Wild Geese Spiritual Practice

I invite you to join me in engaging in ancient Celtic Spirituality practices in the community and landscape where we live. Celtic spirituality looks to find the Sacred engaged with the Secular, the Holy at work in the world around us.​​

After  several years of incorporating Celtic traditions in my personal spiritual practice, I am committing to take this practice out of the silence of my home and into the world. For the next 12 months I will be following and adding onto the 12 chapters of Christine Valters Paintner’s book, The Soul’s Slow Ripening at a specific time and place at various public and outdoor locations in Munich. You are welcome to join me.

​While my theological context is Trinitarian, I intend to extend welcoming hospitality to anyone who wish to interrogate the Holy in our day to day world. Anyone for whom Mary Oliver’s poem, Wild Geese resonates. 

Advent C4 – Quiet Time

I am traveling over the 4th Sunday in Advent. So far this month I have offered an on-line weekly zoom meditation but the travel we have planned will keep me out in the world and not near my computer during the time I normally open up the Zoom conference window. Of course I sent an email out to the handful of folks who have indicated an interest in the meditation and I called the weekend “Quiet 4th Sunday” on the subject line without a lot of thought.

* [EXCERPTED RECORDS]:
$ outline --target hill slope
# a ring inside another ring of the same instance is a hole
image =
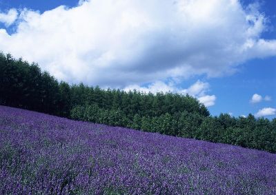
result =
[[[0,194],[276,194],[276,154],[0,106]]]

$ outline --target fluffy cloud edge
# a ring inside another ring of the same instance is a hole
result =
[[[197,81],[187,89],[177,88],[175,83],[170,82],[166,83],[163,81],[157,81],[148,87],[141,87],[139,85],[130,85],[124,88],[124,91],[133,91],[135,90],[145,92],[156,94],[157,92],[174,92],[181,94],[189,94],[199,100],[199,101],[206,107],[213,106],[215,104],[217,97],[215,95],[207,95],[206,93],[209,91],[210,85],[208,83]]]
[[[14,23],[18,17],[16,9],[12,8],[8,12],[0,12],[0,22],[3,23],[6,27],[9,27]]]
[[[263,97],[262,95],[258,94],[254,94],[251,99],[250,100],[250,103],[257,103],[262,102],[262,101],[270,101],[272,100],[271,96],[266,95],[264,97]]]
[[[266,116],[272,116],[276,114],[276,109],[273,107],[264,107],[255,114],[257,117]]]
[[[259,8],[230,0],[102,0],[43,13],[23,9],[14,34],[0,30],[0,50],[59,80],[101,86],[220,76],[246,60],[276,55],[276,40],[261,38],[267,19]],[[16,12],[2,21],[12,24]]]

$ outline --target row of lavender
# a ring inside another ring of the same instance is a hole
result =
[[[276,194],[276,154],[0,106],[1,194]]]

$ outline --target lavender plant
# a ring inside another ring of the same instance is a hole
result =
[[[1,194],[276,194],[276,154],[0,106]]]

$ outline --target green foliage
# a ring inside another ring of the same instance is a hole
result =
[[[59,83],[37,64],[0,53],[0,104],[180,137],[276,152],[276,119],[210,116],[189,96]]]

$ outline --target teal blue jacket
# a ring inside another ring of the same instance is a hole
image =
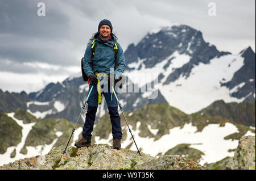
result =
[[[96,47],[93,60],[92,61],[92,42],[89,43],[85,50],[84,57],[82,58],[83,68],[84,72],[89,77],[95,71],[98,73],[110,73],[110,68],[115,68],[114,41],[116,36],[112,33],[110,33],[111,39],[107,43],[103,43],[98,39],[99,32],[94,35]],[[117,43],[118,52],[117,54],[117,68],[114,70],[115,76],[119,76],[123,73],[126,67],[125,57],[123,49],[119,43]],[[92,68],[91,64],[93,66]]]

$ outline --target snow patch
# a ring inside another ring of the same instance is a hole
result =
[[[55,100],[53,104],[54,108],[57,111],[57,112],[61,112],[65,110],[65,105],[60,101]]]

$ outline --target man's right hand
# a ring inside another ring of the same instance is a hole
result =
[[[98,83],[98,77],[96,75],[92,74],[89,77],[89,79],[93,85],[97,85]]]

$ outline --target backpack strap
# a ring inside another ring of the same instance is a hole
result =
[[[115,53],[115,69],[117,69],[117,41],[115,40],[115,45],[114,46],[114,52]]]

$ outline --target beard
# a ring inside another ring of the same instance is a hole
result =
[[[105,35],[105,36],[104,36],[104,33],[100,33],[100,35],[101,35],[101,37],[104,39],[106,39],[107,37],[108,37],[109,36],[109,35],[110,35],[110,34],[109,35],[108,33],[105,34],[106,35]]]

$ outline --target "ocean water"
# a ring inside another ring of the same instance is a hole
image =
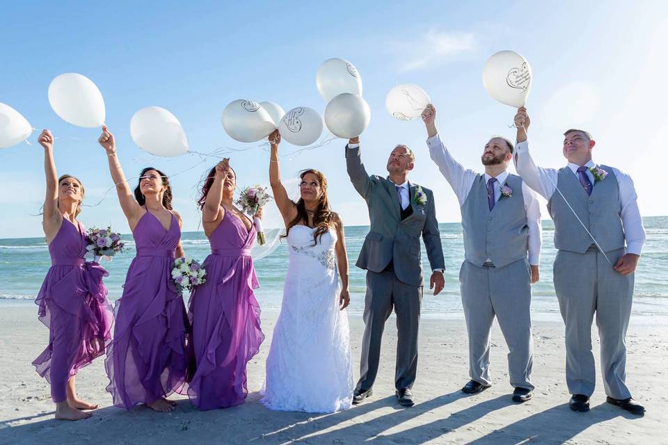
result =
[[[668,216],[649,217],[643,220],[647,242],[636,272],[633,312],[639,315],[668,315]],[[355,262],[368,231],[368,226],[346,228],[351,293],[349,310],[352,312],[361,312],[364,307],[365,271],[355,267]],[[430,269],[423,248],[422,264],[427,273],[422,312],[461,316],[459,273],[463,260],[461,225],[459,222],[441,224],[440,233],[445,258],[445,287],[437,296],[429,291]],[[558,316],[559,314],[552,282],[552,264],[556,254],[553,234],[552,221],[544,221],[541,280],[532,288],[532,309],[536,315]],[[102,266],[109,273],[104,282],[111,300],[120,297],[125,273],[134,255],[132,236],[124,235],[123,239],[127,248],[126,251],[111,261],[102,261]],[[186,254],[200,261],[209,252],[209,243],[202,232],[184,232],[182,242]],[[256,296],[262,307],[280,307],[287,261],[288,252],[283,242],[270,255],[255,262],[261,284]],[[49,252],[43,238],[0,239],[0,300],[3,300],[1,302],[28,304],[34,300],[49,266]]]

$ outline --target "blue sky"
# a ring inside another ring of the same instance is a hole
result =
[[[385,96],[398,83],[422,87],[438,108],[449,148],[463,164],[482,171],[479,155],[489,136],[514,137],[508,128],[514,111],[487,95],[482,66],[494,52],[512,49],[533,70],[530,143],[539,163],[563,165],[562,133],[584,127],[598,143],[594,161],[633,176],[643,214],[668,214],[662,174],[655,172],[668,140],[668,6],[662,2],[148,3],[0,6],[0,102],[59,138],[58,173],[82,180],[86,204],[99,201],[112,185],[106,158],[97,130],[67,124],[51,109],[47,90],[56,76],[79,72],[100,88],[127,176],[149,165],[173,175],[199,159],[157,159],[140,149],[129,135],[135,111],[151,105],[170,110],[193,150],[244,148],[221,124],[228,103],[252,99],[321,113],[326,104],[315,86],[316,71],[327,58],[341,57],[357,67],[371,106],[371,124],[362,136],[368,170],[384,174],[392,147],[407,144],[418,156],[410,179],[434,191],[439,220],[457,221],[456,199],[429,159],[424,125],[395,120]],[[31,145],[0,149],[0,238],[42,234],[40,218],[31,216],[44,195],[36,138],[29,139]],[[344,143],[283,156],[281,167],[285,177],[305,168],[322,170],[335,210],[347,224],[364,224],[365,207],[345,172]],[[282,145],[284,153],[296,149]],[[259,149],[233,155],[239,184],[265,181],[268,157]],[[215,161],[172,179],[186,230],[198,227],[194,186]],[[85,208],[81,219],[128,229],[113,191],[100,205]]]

* [WORK INSTRUCTIONS]:
- 1) According to the Celtic spirituality text, why will the author not hold the usual Zoom meditation on the 4th Sunday in Advent? Answer in one to three sentences.
- 2) Echo the Celtic spirituality text word for word, starting at "I invite you" and ending at "to join me.".
Rely only on the Celtic spirituality text for these answers.

* [RESULTS OF THE EXERCISE]:
- 1) The author will be traveling that weekend. The planned travel will keep the author out in the world and away from a computer during the time the Zoom conference window is normally opened.

- 2)
I invite you to join me in engaging in ancient Celtic Spirituality practices in the community and landscape where we live. Celtic spirituality looks to find the Sacred engaged with the Secular, the Holy at work in the world around us.​​

After  several years of incorporating Celtic traditions in my personal spiritual practice, I am committing to take this practice out of the silence of my home and into the world. For the next 12 months I will be following and adding onto the 12 chapters of Christine Valters Paintner’s book, The Soul’s Slow Ripening at a specific time and place at various public and outdoor locations in Munich. You are welcome to join me.